• **Task goal**: Repeat all of the material below exactly as written, images excluded.

--- START OF Given records ---

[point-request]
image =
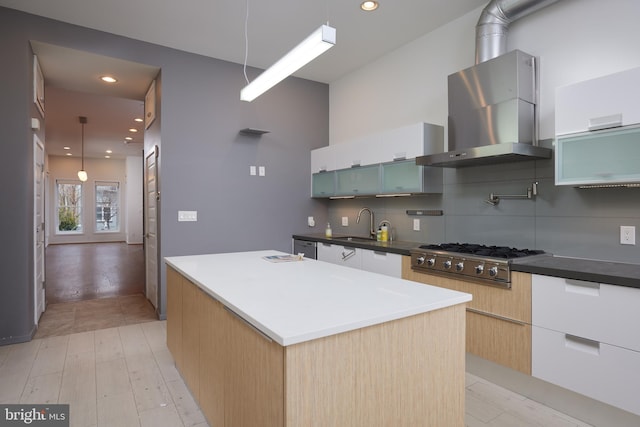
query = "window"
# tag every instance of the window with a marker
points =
(107, 206)
(69, 194)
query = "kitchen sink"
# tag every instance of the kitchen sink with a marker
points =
(355, 239)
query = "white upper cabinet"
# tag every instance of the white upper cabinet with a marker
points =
(597, 131)
(322, 159)
(600, 103)
(360, 152)
(409, 142)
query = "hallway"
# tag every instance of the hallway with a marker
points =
(77, 272)
(94, 286)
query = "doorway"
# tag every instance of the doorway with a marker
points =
(93, 263)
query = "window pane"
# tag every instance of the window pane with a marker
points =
(69, 208)
(107, 206)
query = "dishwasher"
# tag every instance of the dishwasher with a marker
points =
(305, 247)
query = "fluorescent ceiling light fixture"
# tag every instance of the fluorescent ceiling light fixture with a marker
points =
(310, 48)
(369, 6)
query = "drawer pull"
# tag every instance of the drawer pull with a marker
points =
(582, 287)
(582, 344)
(496, 316)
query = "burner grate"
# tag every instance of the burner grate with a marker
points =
(504, 252)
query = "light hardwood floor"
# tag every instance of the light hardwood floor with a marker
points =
(125, 376)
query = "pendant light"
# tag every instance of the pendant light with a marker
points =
(310, 48)
(82, 174)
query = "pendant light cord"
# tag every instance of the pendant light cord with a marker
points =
(82, 146)
(246, 42)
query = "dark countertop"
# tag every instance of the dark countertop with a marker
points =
(396, 246)
(613, 273)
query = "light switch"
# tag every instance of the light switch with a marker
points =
(187, 216)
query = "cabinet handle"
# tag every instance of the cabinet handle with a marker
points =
(347, 255)
(243, 320)
(605, 122)
(582, 287)
(496, 316)
(582, 344)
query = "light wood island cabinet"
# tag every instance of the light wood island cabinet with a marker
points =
(498, 319)
(405, 372)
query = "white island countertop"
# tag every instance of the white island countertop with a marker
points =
(294, 302)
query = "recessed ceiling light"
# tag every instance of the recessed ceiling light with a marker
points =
(369, 6)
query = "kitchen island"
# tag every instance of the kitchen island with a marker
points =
(307, 343)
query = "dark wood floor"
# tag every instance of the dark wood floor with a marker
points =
(77, 272)
(93, 286)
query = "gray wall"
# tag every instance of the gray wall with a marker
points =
(204, 162)
(564, 221)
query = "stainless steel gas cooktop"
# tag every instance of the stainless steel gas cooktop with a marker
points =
(490, 264)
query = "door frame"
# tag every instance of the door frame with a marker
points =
(39, 229)
(155, 300)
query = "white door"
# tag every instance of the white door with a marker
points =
(38, 225)
(151, 225)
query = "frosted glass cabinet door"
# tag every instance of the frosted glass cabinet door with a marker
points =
(602, 157)
(402, 177)
(323, 184)
(364, 180)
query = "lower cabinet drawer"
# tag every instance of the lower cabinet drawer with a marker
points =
(502, 341)
(603, 372)
(598, 311)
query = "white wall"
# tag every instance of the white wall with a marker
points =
(574, 40)
(133, 196)
(98, 170)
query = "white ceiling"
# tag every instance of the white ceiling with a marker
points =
(216, 28)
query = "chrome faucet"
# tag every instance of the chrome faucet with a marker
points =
(386, 221)
(372, 232)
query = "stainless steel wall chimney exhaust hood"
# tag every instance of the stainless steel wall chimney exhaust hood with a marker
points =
(492, 105)
(492, 114)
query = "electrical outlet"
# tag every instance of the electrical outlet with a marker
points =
(190, 216)
(627, 235)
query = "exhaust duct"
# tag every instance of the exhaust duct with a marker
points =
(492, 105)
(493, 25)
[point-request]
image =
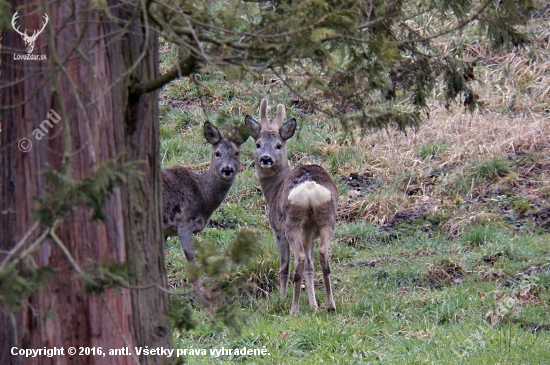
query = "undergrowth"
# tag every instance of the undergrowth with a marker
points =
(441, 251)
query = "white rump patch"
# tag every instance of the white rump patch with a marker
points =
(309, 194)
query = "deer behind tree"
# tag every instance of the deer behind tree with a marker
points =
(189, 199)
(302, 204)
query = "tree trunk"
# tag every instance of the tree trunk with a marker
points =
(93, 54)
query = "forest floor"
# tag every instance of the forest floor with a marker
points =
(442, 247)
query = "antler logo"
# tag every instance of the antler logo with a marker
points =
(29, 41)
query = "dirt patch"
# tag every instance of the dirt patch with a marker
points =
(444, 274)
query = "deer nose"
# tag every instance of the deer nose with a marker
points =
(227, 171)
(265, 161)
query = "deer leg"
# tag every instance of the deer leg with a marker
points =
(327, 233)
(309, 273)
(295, 239)
(185, 233)
(284, 259)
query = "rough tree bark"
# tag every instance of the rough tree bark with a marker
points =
(93, 57)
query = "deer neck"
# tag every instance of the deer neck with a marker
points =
(272, 183)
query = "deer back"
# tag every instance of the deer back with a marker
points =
(191, 196)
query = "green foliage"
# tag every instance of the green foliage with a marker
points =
(492, 169)
(376, 62)
(64, 193)
(479, 235)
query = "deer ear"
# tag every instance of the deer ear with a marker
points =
(211, 133)
(288, 129)
(255, 127)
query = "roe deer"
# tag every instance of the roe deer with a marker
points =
(189, 199)
(302, 204)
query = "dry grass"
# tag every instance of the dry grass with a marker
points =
(434, 166)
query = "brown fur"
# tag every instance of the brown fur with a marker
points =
(295, 226)
(189, 199)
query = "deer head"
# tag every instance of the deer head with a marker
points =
(29, 40)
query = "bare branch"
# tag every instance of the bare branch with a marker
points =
(184, 68)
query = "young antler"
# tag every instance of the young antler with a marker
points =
(29, 40)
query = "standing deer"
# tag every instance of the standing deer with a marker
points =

--- END OF Given records ---

• **Response to this task**:
[point-request]
image =
query = "window"
# tag every instance of the window with a marker
points =
(107, 206)
(69, 194)
query = "kitchen sink"
# tag every instance of the kitchen sink with a marker
points =
(355, 239)
query = "white upper cabinet"
# tag every instance of the white upper cabinet with a marker
points =
(597, 131)
(322, 159)
(600, 103)
(360, 152)
(409, 142)
query = "hallway"
# tag every instance of the hallway with a marker
points =
(77, 272)
(94, 286)
query = "doorway"
# tag every instance of the doorway with a marker
points =
(93, 263)
query = "window pane"
# tag every instance of the window pane with a marker
points =
(69, 208)
(107, 206)
query = "dishwasher"
# tag every instance of the dishwasher with a marker
points =
(305, 247)
query = "fluorescent ceiling light fixture"
# tag every instance of the fluorescent ceiling light fixture with a marker
points =
(310, 48)
(369, 6)
query = "drawer pull"
# tag every instance of the drawer pull with a marker
points =
(582, 287)
(582, 344)
(496, 316)
query = "burner grate"
# tag every instance of the burner grate with a marker
points =
(504, 252)
query = "light hardwood floor"
# tag every instance of the light hardwood floor with a marker
points =
(125, 376)
query = "pendant light"
# tag every instance of the pendant light with a marker
points =
(310, 48)
(82, 174)
query = "pendant light cord"
# tag every instance of the pendant light cord with a marker
points =
(82, 146)
(246, 42)
query = "dark countertop"
# tag every instance of the dark countertop with a marker
points =
(396, 246)
(613, 273)
query = "light switch"
# tag every instance of the light switch with a marker
points =
(187, 216)
query = "cabinet handle"
# tag every instance of the cabinet handle with a marker
points =
(347, 255)
(243, 320)
(605, 122)
(582, 287)
(496, 316)
(582, 344)
query = "light wood island cabinet"
# tag every instance of the light wood island cabinet with a marker
points =
(498, 319)
(405, 372)
query = "white island countertop"
# tag every instance of the white island countertop with a marker
points =
(294, 302)
query = "recessed ceiling light"
# tag every instance of the recessed ceiling light with a marker
points =
(369, 6)
query = "kitchen island"
# tag every instance of the kitchen island with a marker
points =
(307, 343)
query = "dark wood floor"
# tag every instance of the dark wood floor with a marker
points =
(77, 272)
(93, 286)
query = "gray wall"
# tag every instance of the gray wall with a marker
points =
(204, 162)
(564, 221)
query = "stainless steel gas cooktop"
# tag every instance of the stainless steel gas cooktop with a marker
points =
(490, 264)
query = "door frame"
# tag every instance of the door frame with a marker
points =
(39, 229)
(155, 300)
query = "white door"
# tag every instance of the white door with a marker
points =
(38, 225)
(151, 225)
query = "frosted glass cabinet door"
# tag every instance of the frosted glass cabinet door with a marker
points =
(602, 157)
(402, 177)
(323, 184)
(364, 180)
query = "lower cabinet drawer"
# tag every instance of the lower cabinet drawer with a marker
points =
(502, 341)
(603, 372)
(598, 311)
query = "white wall"
# tag every instance of the white wall with a marker
points =
(574, 40)
(133, 196)
(98, 170)
query = "white ceiling"
# tag every instance of the white ceiling with a marker
points =
(216, 28)
query = "chrome faucet"
# tag every instance of the chrome faucet with a marker
points =
(386, 221)
(372, 232)
query = "stainless steel wall chimney exhaust hood"
# tag every instance of the stainless steel wall chimney exhaust hood with a marker
points =
(492, 105)
(492, 114)
query = "electrical outlet"
# tag every instance of the electrical outlet with a marker
points =
(190, 216)
(627, 235)
query = "exhaust duct"
# tag every instance of the exhaust duct with a marker
points =
(492, 105)
(493, 25)
[point-request]
image =
query = "undergrowth"
# tag every instance of the undergrowth with a marker
points =
(441, 251)
query = "white rump patch"
# tag every instance of the white rump patch with a marker
points =
(309, 194)
query = "deer behind tree"
# tag every instance of the deer behind tree with a marker
points =
(189, 199)
(302, 204)
query = "tree trunk"
# tag every instance of the tree trunk with a marker
points =
(93, 54)
query = "forest floor"
# tag every instance of the forest floor with a marker
points =
(442, 247)
query = "antler logo"
# tag every instance of the antler logo with a marker
points =
(29, 41)
query = "dirt patch"
# tag every instance of the dirt patch with a marker
points =
(444, 274)
query = "deer nose"
# tag every instance of the deer nose with a marker
points =
(227, 171)
(265, 161)
query = "deer leg"
# tag every instance of the deer leg with a marker
points =
(327, 233)
(309, 273)
(295, 239)
(185, 233)
(284, 259)
query = "rough tree bark"
# tag every instance of the rough tree bark with a marker
points =
(93, 57)
query = "deer neck"
# tag every instance of the deer neck with a marker
points =
(272, 183)
query = "deer back"
# tag every instance of the deer back with a marker
points =
(191, 196)
query = "green foliage"
# tag every instance of the green foliage with a marker
points =
(492, 169)
(376, 62)
(64, 193)
(479, 235)
query = "deer ear"
# tag every instance of the deer ear with a marker
points =
(211, 133)
(288, 129)
(255, 127)
query = "roe deer"
# tag every instance of the roe deer with a marker
points =
(189, 199)
(302, 204)
query = "dry grass"
# tag every instance of the dry grass with a marker
points =
(434, 166)
query = "brown fur"
# tag every instance of the brown fur with a marker
points =
(295, 226)
(189, 199)
query = "deer head"
# tag every instance of the deer head with a marker
points =
(29, 40)
query = "bare branch"
# tag every instance of the bare branch with a marker
points =
(184, 68)
query = "young antler"
# tag every instance of the young antler with a marker
points =
(29, 40)
query = "standing deer"
# tag every instance of the standing deer with a marker
points =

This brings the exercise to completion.